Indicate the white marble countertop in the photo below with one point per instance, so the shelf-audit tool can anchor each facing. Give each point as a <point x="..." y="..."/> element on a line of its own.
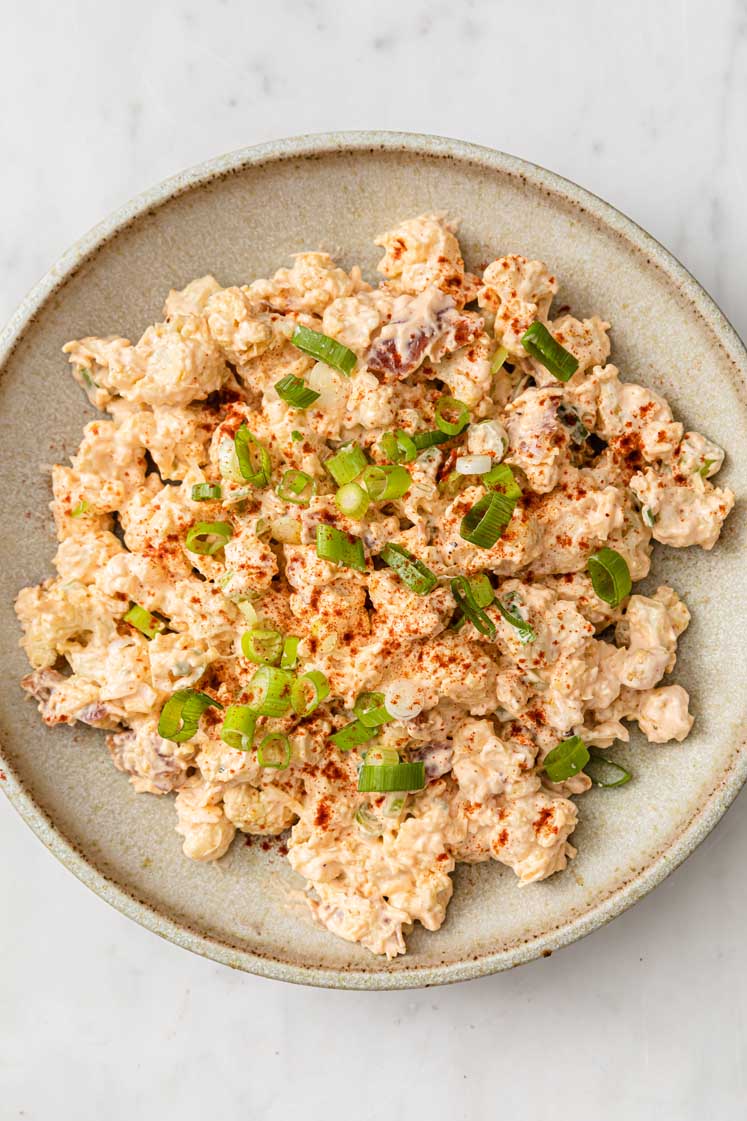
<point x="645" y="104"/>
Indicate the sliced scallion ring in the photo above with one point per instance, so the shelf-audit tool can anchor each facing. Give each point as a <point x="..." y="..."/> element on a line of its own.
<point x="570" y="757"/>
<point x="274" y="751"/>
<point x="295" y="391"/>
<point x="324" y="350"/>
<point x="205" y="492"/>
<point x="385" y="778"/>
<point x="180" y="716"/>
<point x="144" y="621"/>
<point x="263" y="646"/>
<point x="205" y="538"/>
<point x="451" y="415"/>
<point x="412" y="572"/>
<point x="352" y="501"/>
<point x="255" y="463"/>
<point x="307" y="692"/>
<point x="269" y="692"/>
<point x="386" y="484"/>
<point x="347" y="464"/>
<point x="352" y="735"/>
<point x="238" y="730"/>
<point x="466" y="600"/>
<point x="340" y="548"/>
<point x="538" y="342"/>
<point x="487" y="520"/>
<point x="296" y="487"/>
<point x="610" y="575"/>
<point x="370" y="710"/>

...

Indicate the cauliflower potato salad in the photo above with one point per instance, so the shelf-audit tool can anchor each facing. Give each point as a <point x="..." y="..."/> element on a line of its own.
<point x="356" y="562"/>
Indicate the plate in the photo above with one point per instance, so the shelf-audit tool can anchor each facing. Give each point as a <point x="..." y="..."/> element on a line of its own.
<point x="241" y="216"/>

==

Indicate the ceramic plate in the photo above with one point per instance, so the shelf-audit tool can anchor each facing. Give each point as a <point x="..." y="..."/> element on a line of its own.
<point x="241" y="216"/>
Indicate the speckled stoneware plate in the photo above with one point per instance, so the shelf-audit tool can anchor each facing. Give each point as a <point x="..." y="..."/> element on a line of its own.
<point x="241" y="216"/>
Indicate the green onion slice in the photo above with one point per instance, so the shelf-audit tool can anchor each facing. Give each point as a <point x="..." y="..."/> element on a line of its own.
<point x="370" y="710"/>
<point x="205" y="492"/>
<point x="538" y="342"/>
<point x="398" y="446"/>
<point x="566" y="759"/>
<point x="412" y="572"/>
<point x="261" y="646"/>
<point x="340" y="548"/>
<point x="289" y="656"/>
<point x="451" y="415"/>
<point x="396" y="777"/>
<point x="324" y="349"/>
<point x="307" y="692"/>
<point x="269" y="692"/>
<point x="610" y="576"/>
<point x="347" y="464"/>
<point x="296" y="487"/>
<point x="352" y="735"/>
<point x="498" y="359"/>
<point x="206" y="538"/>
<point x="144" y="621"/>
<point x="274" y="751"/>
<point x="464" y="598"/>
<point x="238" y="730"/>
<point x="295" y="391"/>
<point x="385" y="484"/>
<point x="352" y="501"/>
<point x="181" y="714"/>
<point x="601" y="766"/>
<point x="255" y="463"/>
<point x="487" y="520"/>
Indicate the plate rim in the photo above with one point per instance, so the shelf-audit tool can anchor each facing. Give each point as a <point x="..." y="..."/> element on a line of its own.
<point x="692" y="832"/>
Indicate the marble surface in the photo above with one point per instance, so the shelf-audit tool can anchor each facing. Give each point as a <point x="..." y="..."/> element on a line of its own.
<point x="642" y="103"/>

Task brief:
Please tally how many lines of the records contain the string "plate", treating uppercase and lowercase as different, and reply with that number alone.

Exercise answer:
4